> [EXERCISE REQUIREMENTS]: Give only the number of lines in the records below that contain the word "wall".

> [RECORDS]:
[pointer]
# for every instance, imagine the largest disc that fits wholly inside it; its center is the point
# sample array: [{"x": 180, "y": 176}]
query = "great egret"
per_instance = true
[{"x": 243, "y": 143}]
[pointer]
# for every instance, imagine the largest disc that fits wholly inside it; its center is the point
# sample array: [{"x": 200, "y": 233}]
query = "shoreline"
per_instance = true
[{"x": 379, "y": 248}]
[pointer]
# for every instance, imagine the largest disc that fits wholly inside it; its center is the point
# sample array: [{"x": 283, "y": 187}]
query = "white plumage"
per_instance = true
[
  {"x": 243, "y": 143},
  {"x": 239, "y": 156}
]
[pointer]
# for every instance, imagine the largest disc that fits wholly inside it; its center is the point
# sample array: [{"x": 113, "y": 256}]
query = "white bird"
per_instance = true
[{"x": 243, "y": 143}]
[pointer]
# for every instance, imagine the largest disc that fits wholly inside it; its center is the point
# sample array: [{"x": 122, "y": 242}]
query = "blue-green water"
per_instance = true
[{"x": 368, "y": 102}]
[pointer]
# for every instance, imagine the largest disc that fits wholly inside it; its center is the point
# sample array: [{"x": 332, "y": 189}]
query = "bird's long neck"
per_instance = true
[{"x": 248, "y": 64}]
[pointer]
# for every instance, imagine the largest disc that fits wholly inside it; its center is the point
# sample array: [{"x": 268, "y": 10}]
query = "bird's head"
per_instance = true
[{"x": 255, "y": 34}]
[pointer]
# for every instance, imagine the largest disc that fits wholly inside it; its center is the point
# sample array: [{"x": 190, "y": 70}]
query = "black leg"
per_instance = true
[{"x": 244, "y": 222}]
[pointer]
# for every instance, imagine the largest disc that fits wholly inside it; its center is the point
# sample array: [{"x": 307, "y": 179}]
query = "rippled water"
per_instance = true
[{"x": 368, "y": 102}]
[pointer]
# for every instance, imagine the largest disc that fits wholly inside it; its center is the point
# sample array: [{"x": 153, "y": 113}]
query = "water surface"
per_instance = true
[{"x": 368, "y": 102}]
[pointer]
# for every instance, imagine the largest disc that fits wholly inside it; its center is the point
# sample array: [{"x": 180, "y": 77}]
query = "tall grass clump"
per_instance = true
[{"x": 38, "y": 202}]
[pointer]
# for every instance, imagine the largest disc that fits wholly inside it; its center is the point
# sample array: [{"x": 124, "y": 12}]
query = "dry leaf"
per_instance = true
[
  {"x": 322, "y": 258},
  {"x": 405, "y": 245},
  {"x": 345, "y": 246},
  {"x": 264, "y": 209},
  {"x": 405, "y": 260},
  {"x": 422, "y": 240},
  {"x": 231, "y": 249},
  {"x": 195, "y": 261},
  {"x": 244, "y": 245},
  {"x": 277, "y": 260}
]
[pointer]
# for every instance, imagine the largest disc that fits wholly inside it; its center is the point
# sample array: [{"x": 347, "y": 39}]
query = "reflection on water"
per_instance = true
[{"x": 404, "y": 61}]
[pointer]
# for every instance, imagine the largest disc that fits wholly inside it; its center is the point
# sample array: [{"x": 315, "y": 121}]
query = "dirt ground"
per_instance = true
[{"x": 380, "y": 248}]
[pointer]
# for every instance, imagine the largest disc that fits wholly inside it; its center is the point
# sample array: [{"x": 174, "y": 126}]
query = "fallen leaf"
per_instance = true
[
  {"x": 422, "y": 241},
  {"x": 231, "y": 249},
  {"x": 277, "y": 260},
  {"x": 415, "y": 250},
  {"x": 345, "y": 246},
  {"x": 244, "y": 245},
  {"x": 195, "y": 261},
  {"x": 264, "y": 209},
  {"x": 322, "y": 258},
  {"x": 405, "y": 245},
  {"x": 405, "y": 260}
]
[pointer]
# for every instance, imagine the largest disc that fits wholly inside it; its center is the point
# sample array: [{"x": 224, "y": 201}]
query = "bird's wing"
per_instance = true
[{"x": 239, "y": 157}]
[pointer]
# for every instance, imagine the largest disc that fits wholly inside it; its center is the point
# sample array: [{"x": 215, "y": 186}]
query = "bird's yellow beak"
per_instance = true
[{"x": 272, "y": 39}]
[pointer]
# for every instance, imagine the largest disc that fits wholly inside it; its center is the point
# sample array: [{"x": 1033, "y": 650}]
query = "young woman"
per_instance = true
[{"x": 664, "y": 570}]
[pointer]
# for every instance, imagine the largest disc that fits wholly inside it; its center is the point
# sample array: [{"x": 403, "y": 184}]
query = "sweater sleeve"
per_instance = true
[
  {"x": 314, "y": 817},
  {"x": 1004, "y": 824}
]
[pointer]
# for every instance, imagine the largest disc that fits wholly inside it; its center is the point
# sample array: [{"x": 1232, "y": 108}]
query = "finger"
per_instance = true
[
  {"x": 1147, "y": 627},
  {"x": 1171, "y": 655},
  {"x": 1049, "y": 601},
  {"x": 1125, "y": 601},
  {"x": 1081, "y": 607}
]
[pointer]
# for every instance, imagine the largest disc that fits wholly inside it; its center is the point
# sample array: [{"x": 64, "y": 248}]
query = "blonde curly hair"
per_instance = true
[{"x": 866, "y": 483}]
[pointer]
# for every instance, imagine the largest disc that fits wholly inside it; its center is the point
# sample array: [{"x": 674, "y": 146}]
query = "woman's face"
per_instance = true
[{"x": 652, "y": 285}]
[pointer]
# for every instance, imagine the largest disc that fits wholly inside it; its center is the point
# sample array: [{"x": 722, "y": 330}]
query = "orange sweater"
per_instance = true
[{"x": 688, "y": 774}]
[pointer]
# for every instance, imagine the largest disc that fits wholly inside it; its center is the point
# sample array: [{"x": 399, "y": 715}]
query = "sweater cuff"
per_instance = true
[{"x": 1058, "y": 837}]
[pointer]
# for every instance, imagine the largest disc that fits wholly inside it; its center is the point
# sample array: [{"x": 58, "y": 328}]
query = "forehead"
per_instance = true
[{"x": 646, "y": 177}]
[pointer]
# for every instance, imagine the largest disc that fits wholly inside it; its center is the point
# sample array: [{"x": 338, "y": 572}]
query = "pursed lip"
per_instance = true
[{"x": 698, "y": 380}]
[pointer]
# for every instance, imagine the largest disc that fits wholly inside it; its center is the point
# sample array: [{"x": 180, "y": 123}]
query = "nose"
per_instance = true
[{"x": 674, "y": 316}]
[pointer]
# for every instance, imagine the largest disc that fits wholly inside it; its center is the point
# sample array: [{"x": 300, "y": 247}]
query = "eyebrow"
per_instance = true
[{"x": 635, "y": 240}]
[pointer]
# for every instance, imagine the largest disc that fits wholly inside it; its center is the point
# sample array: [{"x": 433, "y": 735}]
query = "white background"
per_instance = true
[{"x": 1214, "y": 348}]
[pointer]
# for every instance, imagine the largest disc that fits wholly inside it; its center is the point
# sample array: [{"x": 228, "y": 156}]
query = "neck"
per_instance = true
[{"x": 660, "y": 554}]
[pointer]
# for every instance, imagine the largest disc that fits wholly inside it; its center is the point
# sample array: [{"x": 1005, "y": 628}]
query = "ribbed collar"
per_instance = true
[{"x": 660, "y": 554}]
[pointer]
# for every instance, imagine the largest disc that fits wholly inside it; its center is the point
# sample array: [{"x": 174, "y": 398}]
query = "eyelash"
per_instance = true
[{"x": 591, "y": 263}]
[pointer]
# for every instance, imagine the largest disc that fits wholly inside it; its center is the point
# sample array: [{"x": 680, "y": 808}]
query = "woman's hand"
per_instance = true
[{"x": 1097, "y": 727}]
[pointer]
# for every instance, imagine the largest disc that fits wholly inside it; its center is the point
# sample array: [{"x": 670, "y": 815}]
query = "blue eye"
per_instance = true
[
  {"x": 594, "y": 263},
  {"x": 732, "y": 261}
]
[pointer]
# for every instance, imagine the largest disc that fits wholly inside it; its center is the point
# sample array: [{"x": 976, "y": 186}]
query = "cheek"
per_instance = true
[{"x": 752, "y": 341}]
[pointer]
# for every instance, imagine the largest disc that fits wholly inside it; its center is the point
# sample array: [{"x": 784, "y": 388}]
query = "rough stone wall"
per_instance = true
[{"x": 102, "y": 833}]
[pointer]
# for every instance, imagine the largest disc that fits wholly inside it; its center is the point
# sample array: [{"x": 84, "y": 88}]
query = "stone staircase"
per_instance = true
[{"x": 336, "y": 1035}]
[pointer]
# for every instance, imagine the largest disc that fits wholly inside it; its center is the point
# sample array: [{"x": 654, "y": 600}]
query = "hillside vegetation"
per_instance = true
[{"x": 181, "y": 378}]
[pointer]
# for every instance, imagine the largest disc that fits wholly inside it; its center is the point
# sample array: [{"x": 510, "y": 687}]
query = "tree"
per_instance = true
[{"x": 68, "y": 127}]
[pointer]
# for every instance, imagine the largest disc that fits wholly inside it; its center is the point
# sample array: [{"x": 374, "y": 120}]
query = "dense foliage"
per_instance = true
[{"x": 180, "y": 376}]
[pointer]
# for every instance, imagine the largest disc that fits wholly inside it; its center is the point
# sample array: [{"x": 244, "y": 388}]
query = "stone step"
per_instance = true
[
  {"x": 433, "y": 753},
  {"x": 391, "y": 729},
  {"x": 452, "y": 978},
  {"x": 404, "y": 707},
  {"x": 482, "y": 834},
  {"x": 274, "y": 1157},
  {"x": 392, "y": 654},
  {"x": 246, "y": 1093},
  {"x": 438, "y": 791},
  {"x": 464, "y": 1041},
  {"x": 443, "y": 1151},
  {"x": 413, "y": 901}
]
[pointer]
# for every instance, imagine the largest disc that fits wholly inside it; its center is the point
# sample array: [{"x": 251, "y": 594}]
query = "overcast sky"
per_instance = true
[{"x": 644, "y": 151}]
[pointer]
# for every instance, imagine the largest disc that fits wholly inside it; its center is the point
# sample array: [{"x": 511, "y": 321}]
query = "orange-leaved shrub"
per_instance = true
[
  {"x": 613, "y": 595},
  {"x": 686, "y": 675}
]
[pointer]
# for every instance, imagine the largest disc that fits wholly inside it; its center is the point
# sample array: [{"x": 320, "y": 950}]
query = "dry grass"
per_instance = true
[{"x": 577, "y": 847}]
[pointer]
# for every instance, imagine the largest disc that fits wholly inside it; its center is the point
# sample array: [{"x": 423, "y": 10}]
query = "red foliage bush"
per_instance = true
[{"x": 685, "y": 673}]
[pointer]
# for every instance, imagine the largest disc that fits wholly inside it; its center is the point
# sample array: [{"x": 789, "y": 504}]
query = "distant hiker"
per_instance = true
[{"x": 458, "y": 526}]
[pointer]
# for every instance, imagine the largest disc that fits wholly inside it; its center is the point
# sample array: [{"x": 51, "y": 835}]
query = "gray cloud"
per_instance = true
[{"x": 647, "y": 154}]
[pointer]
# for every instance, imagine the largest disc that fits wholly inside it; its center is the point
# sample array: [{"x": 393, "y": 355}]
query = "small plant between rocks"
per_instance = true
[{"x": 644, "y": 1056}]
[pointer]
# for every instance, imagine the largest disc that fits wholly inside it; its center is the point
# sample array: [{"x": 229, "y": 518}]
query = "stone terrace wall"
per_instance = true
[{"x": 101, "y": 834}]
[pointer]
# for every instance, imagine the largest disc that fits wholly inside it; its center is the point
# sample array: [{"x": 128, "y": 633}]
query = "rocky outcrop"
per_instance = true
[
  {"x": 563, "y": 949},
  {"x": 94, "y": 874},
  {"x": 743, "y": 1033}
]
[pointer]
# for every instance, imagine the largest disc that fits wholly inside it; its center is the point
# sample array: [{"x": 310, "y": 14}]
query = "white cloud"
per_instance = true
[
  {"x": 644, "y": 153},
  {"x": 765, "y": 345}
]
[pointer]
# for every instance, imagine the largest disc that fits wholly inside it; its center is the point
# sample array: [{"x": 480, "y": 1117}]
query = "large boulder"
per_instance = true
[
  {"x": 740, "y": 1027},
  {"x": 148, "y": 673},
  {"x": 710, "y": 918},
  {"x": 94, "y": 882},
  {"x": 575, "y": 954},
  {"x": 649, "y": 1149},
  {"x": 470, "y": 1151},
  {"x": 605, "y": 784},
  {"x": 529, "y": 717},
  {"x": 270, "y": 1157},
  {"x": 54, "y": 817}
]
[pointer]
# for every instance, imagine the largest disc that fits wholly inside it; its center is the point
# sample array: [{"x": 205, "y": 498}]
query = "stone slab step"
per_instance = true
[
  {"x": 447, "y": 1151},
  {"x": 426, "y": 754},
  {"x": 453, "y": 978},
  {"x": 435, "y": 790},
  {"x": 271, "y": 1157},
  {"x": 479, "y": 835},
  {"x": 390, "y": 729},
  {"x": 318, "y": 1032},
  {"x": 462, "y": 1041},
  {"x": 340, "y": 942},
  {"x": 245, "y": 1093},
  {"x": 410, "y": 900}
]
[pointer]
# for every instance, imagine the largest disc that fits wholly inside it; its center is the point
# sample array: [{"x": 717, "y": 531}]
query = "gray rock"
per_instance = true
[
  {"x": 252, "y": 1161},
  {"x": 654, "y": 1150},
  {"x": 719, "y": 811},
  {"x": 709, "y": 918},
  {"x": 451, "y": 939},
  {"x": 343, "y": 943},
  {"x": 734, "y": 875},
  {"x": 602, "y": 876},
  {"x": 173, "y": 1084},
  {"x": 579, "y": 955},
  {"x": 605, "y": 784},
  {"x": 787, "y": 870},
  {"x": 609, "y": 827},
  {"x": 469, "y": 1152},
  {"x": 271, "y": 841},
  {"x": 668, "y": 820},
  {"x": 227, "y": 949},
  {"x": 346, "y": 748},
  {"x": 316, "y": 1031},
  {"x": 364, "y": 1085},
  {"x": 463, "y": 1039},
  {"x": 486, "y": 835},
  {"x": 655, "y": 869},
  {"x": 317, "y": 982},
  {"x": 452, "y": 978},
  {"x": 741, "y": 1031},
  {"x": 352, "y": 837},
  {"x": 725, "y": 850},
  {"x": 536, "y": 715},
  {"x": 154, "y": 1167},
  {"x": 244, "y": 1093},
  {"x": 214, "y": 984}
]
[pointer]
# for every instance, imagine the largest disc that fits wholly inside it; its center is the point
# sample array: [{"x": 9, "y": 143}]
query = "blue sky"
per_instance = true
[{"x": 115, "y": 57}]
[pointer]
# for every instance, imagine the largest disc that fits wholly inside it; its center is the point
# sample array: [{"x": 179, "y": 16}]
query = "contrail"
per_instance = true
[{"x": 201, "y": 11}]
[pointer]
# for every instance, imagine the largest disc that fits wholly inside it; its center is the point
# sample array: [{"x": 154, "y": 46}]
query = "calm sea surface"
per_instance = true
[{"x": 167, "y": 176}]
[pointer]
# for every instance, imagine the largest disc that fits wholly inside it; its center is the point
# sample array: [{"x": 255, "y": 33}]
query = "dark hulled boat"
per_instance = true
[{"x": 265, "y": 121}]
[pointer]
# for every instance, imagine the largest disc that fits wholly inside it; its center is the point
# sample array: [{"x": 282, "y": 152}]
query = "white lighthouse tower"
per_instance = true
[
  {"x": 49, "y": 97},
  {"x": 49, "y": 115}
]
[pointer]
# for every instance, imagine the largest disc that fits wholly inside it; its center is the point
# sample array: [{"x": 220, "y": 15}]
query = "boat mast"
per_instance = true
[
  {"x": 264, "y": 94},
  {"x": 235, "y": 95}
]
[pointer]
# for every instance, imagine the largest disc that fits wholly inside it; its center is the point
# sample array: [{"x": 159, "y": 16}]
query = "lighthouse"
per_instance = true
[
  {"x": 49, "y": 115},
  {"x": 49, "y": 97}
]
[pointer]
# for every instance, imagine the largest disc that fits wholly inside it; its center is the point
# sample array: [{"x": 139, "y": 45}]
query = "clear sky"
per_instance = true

> [RESULT OF THIS TASK]: 2